▶ Goal:
Please repeat every one of the rows below word for word, leaving the pictures out of your reply.

[Entries drawn from a collection]
+--

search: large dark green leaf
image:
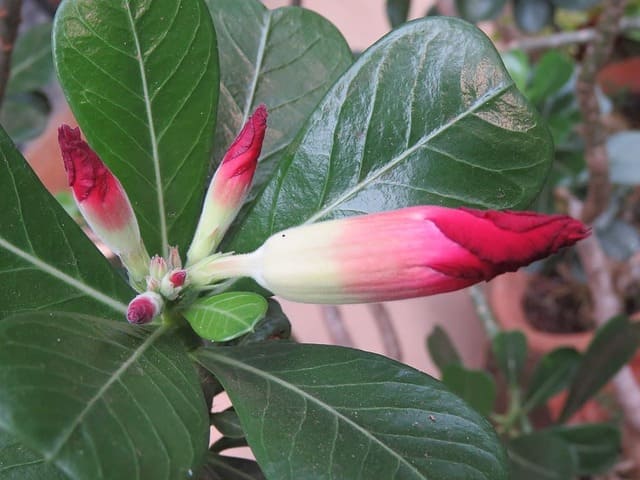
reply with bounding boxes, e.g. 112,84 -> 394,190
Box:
229,17 -> 552,252
545,423 -> 621,475
0,430 -> 68,480
207,0 -> 352,191
0,129 -> 133,319
197,342 -> 507,480
559,316 -> 640,422
54,0 -> 218,253
509,432 -> 574,480
0,313 -> 209,480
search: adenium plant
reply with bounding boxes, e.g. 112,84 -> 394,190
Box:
0,0 -> 588,480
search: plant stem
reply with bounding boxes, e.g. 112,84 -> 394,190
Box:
0,0 -> 22,105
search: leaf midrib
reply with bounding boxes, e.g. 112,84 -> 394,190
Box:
195,351 -> 425,480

+--

▶ Task answer:
search: large dark green leaf
image:
reply with bounding boxes, e.g. 112,84 -> 394,190
Box:
229,17 -> 552,252
545,423 -> 621,475
0,430 -> 68,480
207,0 -> 352,191
0,129 -> 133,319
197,342 -> 507,480
559,316 -> 640,422
54,0 -> 218,253
509,432 -> 574,480
0,313 -> 209,480
search: adenium plant
reply with bounding boxes, e.g. 112,84 -> 394,190
Box:
0,0 -> 588,480
search: plant stem
reply with bounding boxes, e.g. 112,84 -> 394,190
Box:
0,0 -> 22,105
search: leaf midrib
reply with bounding boxes, e.g. 112,84 -> 394,190
Box:
195,351 -> 425,480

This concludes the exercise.